Lions eat antelope; when they die their bodies become grass; the antelope eat the grass.

Suppose they all agreed not to do this.



Antelope eat grass and breed. If they eat faster than the grass can regrow, they starve and die, and their bodies become grass.

Death through starvation is unpleasant. Suppose they could agree to breed less, as to not expand beyond carrying capacity of the place they live in. They would lead a happier life.

Point being, some feedback-driven systems are good, and some are bad.


Good being, a smaller number of happier lives? Huh. Anyway,

Optimizing for the whole is different than optimizing for the parts.

What seems redundant on a high level can be critical on a lower level.

To each antilope eating grass is purposeful. As may be the work of each Department in your original example.

RECORDED INFORMATION:
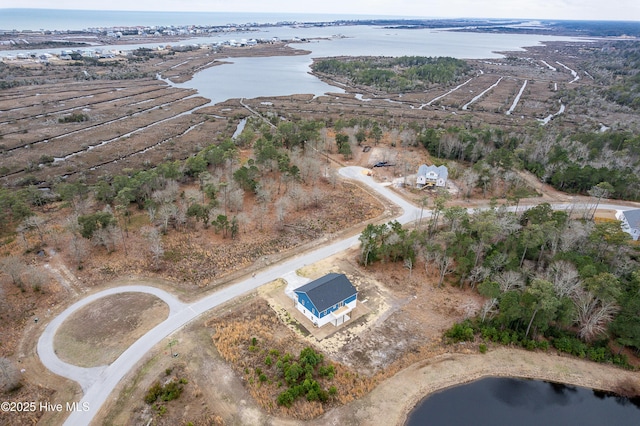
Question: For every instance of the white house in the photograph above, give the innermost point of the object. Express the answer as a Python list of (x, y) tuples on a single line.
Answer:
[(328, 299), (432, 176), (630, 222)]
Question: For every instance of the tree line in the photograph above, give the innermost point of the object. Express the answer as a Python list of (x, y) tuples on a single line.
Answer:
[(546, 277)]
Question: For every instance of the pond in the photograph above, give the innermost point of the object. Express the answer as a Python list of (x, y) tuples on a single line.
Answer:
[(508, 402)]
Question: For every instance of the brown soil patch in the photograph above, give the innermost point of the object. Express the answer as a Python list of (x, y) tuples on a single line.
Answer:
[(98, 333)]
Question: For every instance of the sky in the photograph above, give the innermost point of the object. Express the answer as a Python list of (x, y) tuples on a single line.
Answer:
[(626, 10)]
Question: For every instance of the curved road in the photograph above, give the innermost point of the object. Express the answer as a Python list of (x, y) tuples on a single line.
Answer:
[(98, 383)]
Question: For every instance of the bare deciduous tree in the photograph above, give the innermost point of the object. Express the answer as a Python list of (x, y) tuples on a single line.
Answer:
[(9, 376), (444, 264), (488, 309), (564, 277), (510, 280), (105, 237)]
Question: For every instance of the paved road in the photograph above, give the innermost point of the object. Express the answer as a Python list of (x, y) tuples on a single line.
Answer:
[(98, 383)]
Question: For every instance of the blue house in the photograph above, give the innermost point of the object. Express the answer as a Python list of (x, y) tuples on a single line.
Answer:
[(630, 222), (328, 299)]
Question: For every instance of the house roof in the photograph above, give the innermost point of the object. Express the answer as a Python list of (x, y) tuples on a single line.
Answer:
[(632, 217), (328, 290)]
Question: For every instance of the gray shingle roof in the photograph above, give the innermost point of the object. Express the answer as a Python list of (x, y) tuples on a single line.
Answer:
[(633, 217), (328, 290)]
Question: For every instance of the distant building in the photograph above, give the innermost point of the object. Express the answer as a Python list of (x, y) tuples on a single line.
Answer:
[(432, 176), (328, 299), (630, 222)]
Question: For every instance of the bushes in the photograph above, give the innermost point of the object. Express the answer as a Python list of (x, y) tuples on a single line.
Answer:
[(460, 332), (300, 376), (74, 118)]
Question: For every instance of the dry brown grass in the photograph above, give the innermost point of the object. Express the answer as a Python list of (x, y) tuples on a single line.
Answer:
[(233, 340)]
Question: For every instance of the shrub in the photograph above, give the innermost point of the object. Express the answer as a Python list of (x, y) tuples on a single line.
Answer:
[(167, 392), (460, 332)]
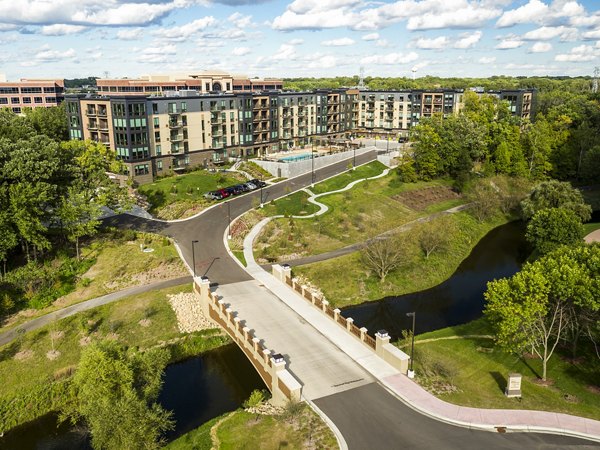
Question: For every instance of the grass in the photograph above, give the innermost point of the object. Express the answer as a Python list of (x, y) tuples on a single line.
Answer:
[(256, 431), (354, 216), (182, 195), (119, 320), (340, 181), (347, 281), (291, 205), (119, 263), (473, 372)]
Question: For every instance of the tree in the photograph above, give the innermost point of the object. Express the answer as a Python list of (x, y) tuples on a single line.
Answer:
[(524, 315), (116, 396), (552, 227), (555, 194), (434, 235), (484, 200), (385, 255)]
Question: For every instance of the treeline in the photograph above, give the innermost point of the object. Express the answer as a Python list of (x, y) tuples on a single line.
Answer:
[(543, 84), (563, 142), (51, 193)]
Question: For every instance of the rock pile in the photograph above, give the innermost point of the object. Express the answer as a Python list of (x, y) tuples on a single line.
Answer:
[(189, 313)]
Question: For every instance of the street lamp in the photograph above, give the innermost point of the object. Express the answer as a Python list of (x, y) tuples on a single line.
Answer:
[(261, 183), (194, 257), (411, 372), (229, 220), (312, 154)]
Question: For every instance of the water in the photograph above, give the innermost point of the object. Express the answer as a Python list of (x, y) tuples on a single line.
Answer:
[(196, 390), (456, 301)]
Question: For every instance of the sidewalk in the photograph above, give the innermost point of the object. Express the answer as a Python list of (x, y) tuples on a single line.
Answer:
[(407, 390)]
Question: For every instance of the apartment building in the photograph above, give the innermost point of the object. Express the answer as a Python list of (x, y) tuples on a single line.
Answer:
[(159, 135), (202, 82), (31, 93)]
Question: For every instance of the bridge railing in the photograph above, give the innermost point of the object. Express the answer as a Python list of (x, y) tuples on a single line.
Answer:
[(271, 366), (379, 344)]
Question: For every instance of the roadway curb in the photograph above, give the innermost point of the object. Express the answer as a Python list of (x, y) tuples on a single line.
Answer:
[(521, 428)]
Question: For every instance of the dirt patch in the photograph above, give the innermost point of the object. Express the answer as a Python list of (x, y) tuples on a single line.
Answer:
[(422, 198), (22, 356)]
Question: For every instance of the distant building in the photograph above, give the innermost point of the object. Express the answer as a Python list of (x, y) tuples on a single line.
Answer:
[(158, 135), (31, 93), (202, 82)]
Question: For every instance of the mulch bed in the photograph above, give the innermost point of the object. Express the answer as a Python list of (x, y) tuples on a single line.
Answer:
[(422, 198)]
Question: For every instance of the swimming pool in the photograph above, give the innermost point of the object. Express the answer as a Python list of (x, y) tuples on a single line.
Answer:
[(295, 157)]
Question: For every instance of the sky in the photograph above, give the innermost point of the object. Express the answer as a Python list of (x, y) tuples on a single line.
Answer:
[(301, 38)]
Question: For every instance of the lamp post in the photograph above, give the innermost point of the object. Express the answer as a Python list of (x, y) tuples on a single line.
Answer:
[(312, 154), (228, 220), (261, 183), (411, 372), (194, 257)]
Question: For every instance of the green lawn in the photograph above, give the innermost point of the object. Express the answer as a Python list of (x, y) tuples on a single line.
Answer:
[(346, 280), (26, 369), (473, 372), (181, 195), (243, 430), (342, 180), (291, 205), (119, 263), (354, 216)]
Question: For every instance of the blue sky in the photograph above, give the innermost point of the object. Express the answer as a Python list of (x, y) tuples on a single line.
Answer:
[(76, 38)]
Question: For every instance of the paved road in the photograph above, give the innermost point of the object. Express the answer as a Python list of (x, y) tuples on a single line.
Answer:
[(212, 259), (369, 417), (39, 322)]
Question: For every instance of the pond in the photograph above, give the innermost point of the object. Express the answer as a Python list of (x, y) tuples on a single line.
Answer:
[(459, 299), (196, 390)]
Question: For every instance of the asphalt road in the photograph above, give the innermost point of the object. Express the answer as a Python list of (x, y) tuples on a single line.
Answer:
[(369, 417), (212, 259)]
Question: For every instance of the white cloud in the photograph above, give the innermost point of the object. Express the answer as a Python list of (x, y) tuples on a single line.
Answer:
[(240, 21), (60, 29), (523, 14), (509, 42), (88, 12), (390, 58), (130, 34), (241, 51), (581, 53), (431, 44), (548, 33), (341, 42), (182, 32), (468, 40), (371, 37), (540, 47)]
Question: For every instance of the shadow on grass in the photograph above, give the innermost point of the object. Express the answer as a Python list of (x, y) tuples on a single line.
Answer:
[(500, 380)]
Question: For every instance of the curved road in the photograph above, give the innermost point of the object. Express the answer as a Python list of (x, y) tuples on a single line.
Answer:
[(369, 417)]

==

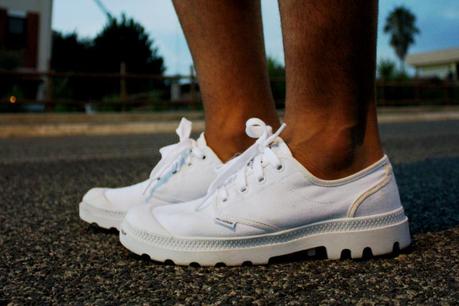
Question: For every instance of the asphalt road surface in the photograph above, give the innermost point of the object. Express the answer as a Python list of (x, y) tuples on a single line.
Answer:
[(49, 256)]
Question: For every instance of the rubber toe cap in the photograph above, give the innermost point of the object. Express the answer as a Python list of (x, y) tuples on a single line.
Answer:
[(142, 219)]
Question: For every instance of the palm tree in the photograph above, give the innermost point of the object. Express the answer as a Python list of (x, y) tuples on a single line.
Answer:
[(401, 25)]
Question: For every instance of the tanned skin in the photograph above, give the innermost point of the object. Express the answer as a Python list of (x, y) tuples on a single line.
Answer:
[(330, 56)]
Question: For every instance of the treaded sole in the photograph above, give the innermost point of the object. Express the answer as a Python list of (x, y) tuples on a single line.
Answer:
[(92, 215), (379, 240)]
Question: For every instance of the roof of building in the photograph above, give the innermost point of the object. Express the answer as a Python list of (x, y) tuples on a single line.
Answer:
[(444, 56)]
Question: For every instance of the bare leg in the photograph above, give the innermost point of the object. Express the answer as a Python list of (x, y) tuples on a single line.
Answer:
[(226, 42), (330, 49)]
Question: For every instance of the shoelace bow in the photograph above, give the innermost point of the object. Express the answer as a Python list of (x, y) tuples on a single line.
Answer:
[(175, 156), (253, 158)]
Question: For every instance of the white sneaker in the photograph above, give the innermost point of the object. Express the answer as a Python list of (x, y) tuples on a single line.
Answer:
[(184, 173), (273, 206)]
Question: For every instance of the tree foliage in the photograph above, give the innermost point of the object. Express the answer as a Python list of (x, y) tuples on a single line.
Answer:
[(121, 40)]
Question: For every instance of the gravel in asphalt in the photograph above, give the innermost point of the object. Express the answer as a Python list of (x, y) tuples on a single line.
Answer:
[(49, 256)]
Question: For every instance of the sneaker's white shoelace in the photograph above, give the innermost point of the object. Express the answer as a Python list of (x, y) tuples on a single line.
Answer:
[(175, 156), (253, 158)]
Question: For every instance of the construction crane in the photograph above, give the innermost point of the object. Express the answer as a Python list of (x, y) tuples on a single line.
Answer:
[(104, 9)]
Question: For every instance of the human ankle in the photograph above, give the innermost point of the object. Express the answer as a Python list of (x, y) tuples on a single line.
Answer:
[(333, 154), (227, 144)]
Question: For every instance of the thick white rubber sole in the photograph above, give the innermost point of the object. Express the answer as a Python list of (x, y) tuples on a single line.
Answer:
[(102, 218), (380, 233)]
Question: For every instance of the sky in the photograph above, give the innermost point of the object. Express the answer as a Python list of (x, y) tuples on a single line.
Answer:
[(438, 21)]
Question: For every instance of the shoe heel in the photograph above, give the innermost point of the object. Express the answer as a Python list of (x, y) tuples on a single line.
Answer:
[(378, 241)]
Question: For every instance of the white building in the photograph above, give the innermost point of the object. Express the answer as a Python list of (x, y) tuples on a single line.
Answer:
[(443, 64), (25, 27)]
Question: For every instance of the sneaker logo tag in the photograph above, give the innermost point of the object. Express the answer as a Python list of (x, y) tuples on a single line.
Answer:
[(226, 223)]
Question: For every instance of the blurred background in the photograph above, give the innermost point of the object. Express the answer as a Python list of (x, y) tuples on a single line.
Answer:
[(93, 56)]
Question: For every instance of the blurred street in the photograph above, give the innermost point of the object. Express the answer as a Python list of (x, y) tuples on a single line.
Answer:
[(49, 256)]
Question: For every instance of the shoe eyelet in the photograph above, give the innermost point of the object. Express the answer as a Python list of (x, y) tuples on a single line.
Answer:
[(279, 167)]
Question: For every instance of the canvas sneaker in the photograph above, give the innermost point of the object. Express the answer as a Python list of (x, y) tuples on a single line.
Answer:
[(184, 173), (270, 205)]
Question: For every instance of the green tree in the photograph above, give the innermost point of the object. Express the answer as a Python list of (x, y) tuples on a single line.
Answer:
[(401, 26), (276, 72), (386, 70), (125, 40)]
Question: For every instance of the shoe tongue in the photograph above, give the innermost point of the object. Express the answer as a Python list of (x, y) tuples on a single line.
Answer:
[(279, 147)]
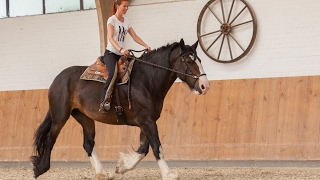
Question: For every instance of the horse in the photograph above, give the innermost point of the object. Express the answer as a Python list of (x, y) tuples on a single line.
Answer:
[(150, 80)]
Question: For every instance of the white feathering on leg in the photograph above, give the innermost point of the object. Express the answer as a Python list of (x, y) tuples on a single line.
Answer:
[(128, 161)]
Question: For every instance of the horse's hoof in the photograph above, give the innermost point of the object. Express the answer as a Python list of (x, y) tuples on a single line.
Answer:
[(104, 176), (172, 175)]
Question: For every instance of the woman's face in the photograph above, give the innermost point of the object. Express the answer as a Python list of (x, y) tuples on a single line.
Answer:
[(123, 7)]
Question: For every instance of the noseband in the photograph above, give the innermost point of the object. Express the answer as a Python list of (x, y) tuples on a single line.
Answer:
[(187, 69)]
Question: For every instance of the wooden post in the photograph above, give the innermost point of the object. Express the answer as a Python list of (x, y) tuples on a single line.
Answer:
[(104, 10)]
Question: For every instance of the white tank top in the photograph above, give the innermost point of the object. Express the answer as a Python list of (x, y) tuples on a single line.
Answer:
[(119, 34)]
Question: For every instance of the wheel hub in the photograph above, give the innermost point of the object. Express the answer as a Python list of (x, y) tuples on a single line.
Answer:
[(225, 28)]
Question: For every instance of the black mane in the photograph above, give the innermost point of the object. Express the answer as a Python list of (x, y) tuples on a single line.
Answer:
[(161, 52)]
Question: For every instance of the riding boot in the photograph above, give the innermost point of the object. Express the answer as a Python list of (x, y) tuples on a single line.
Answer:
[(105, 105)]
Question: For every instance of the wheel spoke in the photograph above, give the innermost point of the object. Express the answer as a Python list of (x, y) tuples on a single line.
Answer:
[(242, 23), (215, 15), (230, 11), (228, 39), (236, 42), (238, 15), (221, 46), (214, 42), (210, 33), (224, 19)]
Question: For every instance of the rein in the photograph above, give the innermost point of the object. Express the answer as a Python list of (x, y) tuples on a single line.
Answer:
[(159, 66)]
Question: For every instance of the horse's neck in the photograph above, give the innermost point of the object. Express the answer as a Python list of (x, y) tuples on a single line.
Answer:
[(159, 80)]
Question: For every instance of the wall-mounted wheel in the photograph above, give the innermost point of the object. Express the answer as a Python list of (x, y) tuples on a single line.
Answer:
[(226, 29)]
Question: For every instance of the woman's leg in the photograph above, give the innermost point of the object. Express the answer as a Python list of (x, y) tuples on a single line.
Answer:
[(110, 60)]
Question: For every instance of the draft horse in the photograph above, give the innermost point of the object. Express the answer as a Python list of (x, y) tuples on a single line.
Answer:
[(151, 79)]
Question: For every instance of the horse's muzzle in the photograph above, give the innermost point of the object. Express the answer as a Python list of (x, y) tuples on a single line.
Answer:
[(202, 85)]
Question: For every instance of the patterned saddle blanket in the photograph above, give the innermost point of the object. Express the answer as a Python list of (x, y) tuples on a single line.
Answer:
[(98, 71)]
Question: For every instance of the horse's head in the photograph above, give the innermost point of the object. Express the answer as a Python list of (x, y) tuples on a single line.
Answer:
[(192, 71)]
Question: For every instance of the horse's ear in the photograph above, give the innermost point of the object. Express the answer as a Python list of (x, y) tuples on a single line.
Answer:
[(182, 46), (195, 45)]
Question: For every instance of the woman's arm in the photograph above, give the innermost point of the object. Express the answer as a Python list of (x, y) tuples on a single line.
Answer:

DIRECTIONS:
[1] Write out the passage about antelope and grass above, from "Good being, a" to "your original example.", inclusive.
[2] In the passage about antelope and grass, what happens to antelope that eat faster than the grass can regrow?

ANSWER LIST:
[1]
Good being, a smaller number of happier lives? Huh. Anyway,

Optimizing for the whole is different than optimizing for the parts.

What seems redundant on a high level can be critical on a lower level.

To each antilope eating grass is purposeful. As may be the work of each Department in your original example.

[2] They starve and die, and their bodies become grass.